Write out everything from the start of the records down to and including the line containing "126 74 L 119", reproducing each line exactly.

Data records start

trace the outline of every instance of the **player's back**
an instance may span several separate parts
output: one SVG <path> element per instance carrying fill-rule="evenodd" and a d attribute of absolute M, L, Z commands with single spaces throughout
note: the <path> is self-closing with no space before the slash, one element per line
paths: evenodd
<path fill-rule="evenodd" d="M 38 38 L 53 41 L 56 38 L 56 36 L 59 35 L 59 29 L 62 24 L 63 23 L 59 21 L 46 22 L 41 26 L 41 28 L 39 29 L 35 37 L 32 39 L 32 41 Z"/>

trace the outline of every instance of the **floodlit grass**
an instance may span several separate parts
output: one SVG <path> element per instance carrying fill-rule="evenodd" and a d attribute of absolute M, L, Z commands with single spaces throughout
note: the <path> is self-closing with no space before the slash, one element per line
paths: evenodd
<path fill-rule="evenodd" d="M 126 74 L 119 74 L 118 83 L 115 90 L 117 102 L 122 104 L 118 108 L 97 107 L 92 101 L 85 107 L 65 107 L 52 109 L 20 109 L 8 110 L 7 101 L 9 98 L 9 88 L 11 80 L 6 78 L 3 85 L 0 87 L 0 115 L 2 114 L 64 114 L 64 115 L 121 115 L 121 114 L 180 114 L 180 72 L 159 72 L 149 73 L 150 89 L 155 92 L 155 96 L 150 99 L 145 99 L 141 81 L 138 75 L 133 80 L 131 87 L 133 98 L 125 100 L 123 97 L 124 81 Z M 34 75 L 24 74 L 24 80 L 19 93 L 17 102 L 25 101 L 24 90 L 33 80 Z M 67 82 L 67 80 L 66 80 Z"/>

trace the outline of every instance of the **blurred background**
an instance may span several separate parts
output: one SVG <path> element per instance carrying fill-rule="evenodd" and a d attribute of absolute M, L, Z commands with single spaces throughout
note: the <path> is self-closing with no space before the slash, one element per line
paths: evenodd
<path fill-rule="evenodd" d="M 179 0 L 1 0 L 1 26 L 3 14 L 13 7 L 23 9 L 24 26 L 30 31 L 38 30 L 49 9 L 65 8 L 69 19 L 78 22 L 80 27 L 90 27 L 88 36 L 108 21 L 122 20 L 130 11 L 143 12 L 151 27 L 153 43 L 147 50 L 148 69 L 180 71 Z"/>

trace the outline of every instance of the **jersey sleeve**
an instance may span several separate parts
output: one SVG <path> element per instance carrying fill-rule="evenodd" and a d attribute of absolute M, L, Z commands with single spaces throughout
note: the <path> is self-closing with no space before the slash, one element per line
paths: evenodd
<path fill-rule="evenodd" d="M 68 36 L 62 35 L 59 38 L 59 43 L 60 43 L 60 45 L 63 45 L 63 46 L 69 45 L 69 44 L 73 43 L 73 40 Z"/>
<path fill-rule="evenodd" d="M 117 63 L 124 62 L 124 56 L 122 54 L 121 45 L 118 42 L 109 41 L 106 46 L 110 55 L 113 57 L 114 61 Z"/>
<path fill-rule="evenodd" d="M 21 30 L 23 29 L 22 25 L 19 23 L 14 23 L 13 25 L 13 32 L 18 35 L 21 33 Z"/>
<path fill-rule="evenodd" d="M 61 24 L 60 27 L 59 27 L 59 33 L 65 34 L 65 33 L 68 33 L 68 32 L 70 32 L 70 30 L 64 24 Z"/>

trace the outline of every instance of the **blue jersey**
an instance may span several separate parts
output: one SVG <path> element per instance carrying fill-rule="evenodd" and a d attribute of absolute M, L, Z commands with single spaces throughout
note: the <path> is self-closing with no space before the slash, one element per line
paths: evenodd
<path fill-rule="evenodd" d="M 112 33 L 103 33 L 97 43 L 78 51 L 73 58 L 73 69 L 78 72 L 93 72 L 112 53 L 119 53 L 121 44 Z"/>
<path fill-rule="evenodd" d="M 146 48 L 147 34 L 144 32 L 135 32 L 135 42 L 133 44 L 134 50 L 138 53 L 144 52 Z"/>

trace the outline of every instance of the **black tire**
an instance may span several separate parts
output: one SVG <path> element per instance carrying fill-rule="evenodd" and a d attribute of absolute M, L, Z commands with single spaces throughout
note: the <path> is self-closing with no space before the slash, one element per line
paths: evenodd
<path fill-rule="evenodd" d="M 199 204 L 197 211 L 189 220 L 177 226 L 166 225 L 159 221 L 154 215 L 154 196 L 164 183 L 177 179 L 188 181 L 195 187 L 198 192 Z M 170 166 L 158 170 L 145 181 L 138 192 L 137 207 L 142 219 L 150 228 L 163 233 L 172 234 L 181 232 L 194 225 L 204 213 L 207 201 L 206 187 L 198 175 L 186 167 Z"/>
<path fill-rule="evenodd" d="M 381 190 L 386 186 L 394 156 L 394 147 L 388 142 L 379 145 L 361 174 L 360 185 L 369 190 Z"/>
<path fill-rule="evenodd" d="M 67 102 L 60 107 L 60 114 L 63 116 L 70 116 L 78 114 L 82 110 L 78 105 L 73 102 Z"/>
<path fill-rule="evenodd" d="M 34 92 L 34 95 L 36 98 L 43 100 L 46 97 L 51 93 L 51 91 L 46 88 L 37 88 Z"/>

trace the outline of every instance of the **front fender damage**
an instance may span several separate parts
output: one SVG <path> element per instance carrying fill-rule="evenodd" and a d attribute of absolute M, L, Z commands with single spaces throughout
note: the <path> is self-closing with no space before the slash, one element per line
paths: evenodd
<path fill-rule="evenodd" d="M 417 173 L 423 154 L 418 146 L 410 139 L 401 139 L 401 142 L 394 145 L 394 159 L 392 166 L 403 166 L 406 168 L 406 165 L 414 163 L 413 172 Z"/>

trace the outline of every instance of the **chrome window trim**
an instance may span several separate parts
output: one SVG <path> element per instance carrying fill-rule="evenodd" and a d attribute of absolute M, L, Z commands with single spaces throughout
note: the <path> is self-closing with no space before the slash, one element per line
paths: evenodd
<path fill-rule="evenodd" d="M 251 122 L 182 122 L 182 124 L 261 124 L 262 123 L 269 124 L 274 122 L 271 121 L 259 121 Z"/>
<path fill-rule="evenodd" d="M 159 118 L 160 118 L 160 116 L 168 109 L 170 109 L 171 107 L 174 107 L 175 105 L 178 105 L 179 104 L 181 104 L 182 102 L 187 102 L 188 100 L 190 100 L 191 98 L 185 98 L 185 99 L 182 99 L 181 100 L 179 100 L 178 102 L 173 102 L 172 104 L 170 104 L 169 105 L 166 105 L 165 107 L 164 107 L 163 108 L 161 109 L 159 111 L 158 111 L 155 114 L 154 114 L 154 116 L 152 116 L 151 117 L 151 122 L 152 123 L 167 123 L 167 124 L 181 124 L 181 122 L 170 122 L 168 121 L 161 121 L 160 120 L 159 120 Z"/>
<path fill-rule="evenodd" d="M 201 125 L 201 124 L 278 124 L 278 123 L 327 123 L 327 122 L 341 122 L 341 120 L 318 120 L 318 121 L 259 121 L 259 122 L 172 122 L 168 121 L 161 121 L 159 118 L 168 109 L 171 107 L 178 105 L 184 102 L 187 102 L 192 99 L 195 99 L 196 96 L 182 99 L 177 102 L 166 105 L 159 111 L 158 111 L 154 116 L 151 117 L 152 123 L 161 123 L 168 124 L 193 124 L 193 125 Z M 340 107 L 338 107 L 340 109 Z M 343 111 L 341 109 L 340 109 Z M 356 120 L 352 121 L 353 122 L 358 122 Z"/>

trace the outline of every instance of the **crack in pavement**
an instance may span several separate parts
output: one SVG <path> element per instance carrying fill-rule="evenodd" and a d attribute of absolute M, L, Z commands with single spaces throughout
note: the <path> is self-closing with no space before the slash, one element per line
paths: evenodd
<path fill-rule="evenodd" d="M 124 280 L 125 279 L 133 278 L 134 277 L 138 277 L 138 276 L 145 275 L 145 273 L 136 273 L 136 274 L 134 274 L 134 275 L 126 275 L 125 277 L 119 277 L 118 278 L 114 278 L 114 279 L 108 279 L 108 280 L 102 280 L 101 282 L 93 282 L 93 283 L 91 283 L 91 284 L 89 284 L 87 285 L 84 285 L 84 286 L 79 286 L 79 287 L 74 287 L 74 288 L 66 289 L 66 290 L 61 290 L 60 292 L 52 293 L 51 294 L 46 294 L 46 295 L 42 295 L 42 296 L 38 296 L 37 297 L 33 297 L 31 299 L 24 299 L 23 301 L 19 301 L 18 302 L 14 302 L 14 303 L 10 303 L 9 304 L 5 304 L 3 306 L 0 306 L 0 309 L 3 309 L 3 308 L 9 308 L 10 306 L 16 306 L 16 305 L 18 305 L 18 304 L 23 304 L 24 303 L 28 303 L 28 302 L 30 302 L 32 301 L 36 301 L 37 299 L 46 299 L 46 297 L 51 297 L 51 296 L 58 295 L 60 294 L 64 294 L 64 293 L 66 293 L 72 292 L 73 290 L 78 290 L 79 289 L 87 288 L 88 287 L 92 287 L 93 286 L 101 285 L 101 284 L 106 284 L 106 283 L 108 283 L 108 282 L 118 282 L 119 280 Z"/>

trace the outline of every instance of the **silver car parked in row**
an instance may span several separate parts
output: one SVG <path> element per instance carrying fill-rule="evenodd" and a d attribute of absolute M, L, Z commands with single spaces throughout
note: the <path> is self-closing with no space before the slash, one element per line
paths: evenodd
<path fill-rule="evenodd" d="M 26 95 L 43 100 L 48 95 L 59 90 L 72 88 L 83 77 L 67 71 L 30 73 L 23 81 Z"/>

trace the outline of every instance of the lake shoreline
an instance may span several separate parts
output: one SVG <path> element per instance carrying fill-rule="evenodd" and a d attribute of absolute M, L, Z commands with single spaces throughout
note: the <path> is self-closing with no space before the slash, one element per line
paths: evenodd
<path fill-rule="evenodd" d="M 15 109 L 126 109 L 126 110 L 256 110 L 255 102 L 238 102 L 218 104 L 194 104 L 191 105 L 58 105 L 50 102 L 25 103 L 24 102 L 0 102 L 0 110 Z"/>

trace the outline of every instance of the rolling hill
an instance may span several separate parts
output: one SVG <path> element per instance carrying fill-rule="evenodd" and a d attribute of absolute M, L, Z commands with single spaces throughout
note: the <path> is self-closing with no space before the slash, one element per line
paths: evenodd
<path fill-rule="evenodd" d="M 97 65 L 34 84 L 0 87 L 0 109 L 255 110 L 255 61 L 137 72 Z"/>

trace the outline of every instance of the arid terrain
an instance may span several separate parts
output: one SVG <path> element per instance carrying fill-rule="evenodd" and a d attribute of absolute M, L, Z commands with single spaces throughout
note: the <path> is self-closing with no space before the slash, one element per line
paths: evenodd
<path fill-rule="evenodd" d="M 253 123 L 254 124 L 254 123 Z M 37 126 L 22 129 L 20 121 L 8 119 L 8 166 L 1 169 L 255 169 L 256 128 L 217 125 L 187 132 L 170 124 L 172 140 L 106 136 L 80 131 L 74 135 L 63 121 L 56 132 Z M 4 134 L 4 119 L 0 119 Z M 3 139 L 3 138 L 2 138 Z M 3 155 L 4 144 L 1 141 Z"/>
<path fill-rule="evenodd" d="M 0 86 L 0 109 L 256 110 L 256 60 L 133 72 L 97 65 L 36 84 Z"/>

Data records end

Answer to this problem
trace the outline of every instance of the **player's back**
an instance may span several separate parts
output: one SVG <path> element per instance carrying fill-rule="evenodd" and a d attribute of absolute M, L, Z commands with single spaces throughout
note: the <path> is self-closing with no space before the slash, one element per line
paths: evenodd
<path fill-rule="evenodd" d="M 38 38 L 53 41 L 56 38 L 56 36 L 59 35 L 59 29 L 62 24 L 63 23 L 59 21 L 46 22 L 41 26 L 41 28 L 39 29 L 35 37 L 32 39 L 32 41 Z"/>

trace the outline of every instance of the **floodlit grass**
an instance may span several separate parts
output: one SVG <path> element per instance carrying fill-rule="evenodd" and a d attribute of absolute M, L, Z commands with single spaces throughout
note: the <path> is self-closing with no space before the slash, one element per line
paths: evenodd
<path fill-rule="evenodd" d="M 126 74 L 119 74 L 118 83 L 115 90 L 117 102 L 122 104 L 118 108 L 97 107 L 92 101 L 85 107 L 65 107 L 52 109 L 20 109 L 8 110 L 7 101 L 9 98 L 9 88 L 11 80 L 6 78 L 3 85 L 0 87 L 0 115 L 2 114 L 64 114 L 64 115 L 121 115 L 121 114 L 180 114 L 180 72 L 159 72 L 149 73 L 150 89 L 155 92 L 155 96 L 150 99 L 145 99 L 141 81 L 138 75 L 133 80 L 131 87 L 133 98 L 125 100 L 123 97 L 124 81 Z M 34 75 L 24 74 L 24 80 L 19 93 L 17 102 L 25 101 L 24 90 L 33 80 Z M 67 82 L 67 80 L 66 80 Z"/>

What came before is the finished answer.